**WHAT THE TASK ASKS**
Name every country that the article on Slovenia's cap on migrants mentions.

═══ EXCERPTED TEXT

Balkan bottleneck after Slovenia puts cap on migrants

Met dank overgenomen van EUobserver (EUOBSERVER) i, gepubliceerd op maandag 19 oktober 2015, 9:10.
Auteur: Eszter Zalan

Thousands of refugees and migrants have been stranded in Croatia and Serbia as Slovenia limits the number it can accept daily after Hungary sealed off its border with Croatia early Saturday.

Slovenia accepted 2,100 people on Sunday (18 October), the Slovenian news agency reported, and did not accept a second train from Croatia carrying some 2,000 people.

Ljubljana announced the day before that it would only allow in 2,500 people daily, even though Croatia had asked it to accept 5,000 migrants.

This has led to a build-up of people at the Serbian-Croatian border where thousands of people had to wait on buses for hours in the wintery cold.

Scuffles have reportedly broken out between desperate refugees trying to make it into Croatia and overstretched police officers.

Around 5,000 migrants spent a cold night in a transit camp in Opatovac, eastern Croatia.

More than 6,000 people reached Croatia on Saturday, and thousands continued to arrive from Serbia, after crossing Macedonia and Greece.

Some 3,000 migrants entered Slovenia from Croatia on Saturday, around the same number who have arrived in Slovenia in the entire past month.

The country is equipped to house up to 8,000 people, according to Reuters.

Slovenia's interior minister Bostjan Sefic, explaining the cap on the number of people, told press on Sunday that neighbouring Austria only accepts 1,500 refugees and migrants per day, therefore Slovenia had to limit the number of people it can allow in.

══════
═══ GIVEN RECORDS

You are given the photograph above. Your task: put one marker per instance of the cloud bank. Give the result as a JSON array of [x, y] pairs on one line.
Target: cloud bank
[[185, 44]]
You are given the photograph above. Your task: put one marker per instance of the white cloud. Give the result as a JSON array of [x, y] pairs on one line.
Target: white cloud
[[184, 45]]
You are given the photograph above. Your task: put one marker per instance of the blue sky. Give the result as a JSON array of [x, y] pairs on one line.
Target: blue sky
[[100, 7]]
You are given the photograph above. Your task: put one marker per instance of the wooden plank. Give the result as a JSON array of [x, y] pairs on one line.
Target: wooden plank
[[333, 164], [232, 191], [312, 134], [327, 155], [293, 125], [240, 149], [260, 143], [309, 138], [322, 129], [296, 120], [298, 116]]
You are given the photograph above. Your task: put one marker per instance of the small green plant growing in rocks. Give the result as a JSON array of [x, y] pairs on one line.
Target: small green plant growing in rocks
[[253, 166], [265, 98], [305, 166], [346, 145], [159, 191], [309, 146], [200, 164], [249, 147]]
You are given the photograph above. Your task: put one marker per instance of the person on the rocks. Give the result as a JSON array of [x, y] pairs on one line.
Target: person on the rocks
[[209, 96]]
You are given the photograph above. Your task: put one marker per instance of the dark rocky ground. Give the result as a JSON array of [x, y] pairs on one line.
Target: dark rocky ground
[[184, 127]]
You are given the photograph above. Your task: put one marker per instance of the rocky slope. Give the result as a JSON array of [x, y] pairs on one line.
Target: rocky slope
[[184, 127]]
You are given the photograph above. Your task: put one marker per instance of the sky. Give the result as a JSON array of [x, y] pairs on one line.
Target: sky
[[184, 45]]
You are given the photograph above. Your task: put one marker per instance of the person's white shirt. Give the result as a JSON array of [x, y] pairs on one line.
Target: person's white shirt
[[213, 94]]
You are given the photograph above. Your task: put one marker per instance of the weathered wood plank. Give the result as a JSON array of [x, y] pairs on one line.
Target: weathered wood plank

══════

**EXERCISE SOLUTION**
Slovenia, Croatia, Serbia, Hungary, Macedonia, Greece, Austria